#### [Text excerpt]
━━━━━━━━━━━━━━━━

The first and biggest reason these upgrades paid off is because they provided a positive return on the investment (ROI) I made. I’ve now saved enough on my electric bill that I’ve recouped the installation costs of my solar panels. And the system should last for another 15 to 20 years, so now all the savings is just putting extra money into my bank account. The geothermal system and water heater will also eventually save me enough that those units will pay for themselves as well.
Other fixes I’ve done, such as updating flooring, may potentially increase the value of my home — but it’s likely I’ll get a very low ROI on those fixes, and I won’t come close to making back my money. That’s especially true because I don’t plan to sell my house any time soon. By the time I do, the cosmetic fixes I made will probably be dated and the new owners will want to do their own remodeling.
Only my energy efficiency improvements offered me immediate savings, which helped to make the price I paid worth it.
My energy-efficient upgrades also made my home more livable. It used to be very expensive to air condition my house, but that’s no longer the case, so I’m able to keep my thermostat a little lower than I did before. That makes my house more comfortable during the summer.

━━━━━━━━━━━━━━━━

Data entries
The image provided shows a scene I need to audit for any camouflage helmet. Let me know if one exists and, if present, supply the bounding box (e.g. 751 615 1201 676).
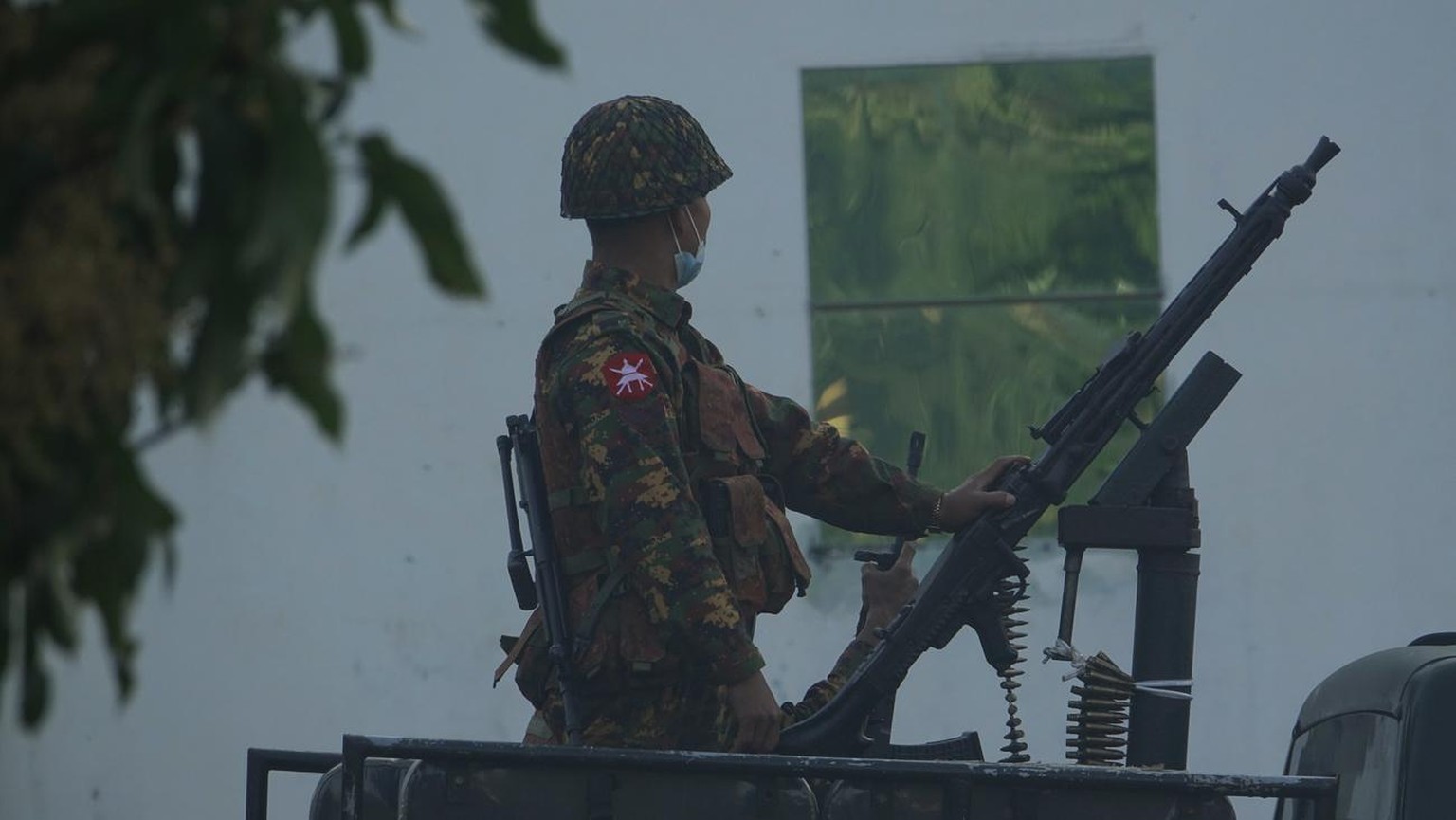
560 96 733 218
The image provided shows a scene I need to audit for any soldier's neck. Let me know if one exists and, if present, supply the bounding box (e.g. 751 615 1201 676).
592 241 677 290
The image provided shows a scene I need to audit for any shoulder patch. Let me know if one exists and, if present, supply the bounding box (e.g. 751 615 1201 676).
601 351 657 402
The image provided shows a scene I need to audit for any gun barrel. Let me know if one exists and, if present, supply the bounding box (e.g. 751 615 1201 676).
1304 137 1339 173
495 435 540 611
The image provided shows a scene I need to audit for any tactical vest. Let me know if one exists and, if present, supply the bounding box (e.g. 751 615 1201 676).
500 291 811 706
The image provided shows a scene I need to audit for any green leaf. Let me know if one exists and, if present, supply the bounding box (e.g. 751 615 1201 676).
262 294 343 442
27 573 77 652
240 71 334 306
359 133 484 296
21 616 51 728
0 588 10 681
343 136 391 250
326 0 370 77
473 0 567 68
370 0 413 30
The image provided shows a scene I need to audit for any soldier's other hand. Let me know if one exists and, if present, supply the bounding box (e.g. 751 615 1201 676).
940 456 1030 533
859 543 920 636
728 670 783 753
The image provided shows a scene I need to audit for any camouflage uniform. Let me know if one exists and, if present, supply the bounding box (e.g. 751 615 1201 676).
500 98 940 749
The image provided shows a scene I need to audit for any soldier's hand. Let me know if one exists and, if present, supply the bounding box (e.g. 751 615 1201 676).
728 670 783 753
859 543 920 639
940 456 1030 532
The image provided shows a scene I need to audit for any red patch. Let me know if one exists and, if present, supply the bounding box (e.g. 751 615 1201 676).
601 351 657 402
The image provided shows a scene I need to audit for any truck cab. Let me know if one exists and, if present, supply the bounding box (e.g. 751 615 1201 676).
1274 632 1456 820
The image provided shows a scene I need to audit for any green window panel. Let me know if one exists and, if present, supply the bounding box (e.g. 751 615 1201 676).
802 58 1162 545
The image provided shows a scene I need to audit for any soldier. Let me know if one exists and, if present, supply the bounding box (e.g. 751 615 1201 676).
500 96 1016 752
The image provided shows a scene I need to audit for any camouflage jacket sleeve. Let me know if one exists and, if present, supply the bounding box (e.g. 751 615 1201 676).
546 325 763 683
780 638 875 725
749 386 940 535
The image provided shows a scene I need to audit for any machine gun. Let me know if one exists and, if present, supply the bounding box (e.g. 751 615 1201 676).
777 137 1339 757
495 415 581 746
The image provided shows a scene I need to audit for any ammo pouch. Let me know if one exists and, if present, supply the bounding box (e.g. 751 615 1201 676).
701 475 811 622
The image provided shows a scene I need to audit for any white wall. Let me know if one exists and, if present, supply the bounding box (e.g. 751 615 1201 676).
0 0 1456 820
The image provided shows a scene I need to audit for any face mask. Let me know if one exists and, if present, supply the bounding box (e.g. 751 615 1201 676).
673 211 707 288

━━━━━━━━━━━━━━━━

#### [What you will do]
Please pick up the text on energy-efficient home upgrades after its last sentence and carry it forward. The data entries are separate material, apart from the text on home energy upgrades.

#### [Result]
And as if all of this wasn’t enough, I also feel like I’m doing a little bit to help the planet. Many other home upgrades result in perfectly good items going into a landfill just to be replaced with new things that may look better but don’t improve functionality all that much.
Several of my upgrades, including my solar panels, also came with tax breaks up front due to tax credits I got for improving the energy efficiency of my home. This helped to defray the upfront cost, which meant it was easier to get a positive ROI sooner. And it helped me finance the improvements without having to look into options such as a cash-out refinance or a personal loan.
So if you’re deciding what upgrades to do to your own house, my experience suggests that improving the efficiency of your property could be a great bet. Consider prioritizing upgrades that reduce your home’s energy use, and you may end up very happy with the investment you make.